**RECORDS PROVIDED**
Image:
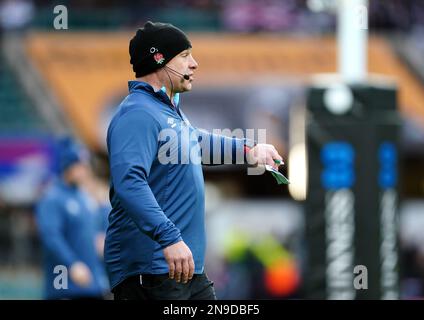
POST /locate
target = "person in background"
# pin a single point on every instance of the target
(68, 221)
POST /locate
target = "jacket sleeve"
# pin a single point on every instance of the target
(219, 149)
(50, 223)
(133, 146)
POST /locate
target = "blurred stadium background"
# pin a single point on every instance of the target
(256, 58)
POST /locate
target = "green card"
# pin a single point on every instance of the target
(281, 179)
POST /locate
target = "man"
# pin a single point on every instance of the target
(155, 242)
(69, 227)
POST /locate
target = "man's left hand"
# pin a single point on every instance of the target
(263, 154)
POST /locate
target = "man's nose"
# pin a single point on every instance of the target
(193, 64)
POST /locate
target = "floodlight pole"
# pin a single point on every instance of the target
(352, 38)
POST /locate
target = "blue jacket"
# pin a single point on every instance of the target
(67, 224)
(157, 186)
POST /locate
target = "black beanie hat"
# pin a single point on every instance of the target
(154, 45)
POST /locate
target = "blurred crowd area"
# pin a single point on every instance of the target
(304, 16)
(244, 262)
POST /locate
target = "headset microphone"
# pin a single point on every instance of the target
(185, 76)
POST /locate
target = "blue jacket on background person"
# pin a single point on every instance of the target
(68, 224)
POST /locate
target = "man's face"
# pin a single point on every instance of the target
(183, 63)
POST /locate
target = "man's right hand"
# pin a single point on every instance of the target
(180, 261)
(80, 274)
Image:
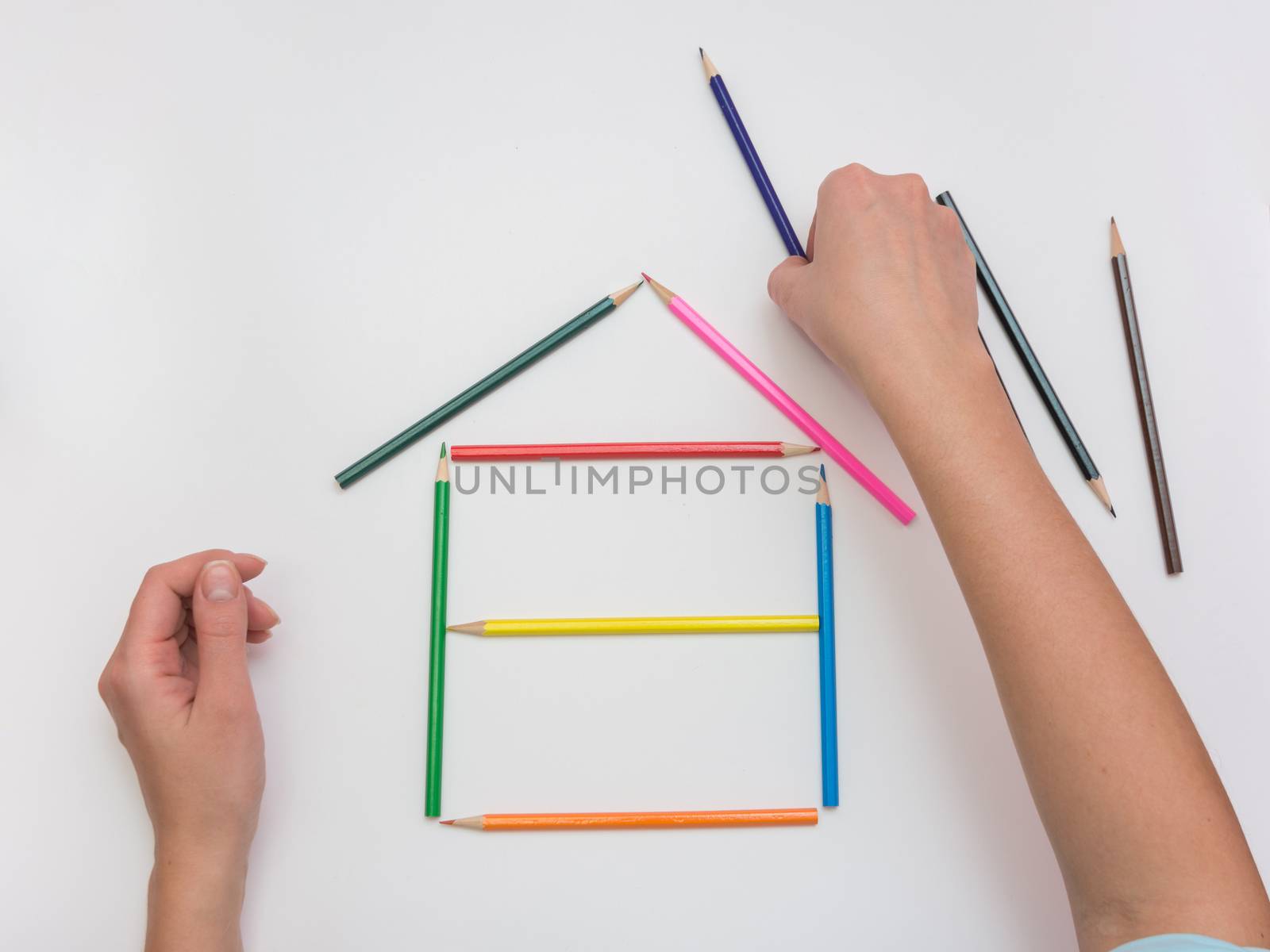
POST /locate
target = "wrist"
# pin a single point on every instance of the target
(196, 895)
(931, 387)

**TASK STATEMENT**
Reproduce every entry above word for word, but omit the pictures from your copy.

**ANSWER TO THIS PROBLEM**
Image:
POST /locate
target = "person in background"
# pin a single point on every instance of the target
(68, 221)
POST /locate
target = "jacket sleeve"
# pin a single point on every instance of the target
(219, 149)
(50, 223)
(133, 146)
POST /locate
target = "blurred stadium background"
# pin a single point on every instance of the target
(256, 58)
POST /locate
target = "green card"
# pin a single point on every instance of the target
(281, 179)
POST /locate
target = "man"
# pin a single point on every instance of the target
(155, 242)
(69, 227)
POST /locate
target = "man's left hand"
# pin a single point on every instance of the target
(263, 154)
POST /locate
target = "man's nose"
# pin a single point on every instance of the target
(193, 64)
POST /locate
target = "floodlight pole"
# pin a single point on every instance of the target
(352, 38)
POST /locate
target = "blue jacket"
# pin a single point on every instance of the target
(67, 224)
(157, 186)
POST /locate
target = "black beanie hat"
# pin a single point on every instance of the target
(154, 45)
POST /locate
target = "blurred crowd area"
# pin a single point on every instance of the target
(304, 16)
(244, 262)
POST /locate
target = "headset microphone"
# pin a single point on every instance of the target
(185, 76)
POST /locate
target = "blue jacket on background person"
# pin a single point on every instance of the target
(68, 224)
POST /locate
target = "man's face"
# pin a single point on every instance of the target
(183, 63)
POST /locate
target = "man's right hand"
# pin a single point on every instance of the target
(180, 261)
(80, 274)
Image:
POST /locate
target = "wrist"
# pin a single point on every instance of the target
(196, 895)
(931, 387)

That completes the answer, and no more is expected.